§ **Given records**:

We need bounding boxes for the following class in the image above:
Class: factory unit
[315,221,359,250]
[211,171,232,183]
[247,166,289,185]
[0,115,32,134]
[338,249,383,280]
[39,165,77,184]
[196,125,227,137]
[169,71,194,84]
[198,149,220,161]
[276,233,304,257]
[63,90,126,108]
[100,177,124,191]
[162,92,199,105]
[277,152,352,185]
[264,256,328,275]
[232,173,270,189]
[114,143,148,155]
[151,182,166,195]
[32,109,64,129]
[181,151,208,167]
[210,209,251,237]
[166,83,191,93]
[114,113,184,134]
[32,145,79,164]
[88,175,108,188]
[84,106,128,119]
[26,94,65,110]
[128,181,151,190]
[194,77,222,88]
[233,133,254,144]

§ **Task objective**: Set down each line of the material above again, exactly.

§ **Result**:
We need bounding boxes for the following class in the image above:
Class: factory unit
[315,221,359,250]
[211,171,232,183]
[247,166,289,185]
[0,115,32,134]
[338,249,383,280]
[39,165,77,184]
[196,125,227,137]
[169,71,194,84]
[198,149,220,161]
[276,233,304,257]
[63,90,126,108]
[100,177,124,191]
[162,92,199,105]
[277,152,352,185]
[264,256,328,275]
[232,173,270,189]
[114,143,148,155]
[151,182,166,195]
[32,109,64,129]
[181,151,208,167]
[210,209,251,237]
[166,83,191,93]
[114,113,184,134]
[32,145,79,164]
[88,175,108,188]
[84,106,128,119]
[26,94,65,110]
[128,181,151,190]
[194,77,222,88]
[233,133,254,144]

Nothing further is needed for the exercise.